→ **Problem to solve**
Please write out the complete listing that follows, exactly as it reads.

◇ ◇ ◇ ◇

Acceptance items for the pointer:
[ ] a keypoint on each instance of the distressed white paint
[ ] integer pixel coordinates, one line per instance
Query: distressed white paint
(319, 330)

◇ ◇ ◇ ◇

→ **Response to the task**
Acceptance items for the pointer:
[ ] a keypoint on each instance of the distressed white paint
[ ] integer pixel coordinates, one line per instance
Query: distressed white paint
(319, 330)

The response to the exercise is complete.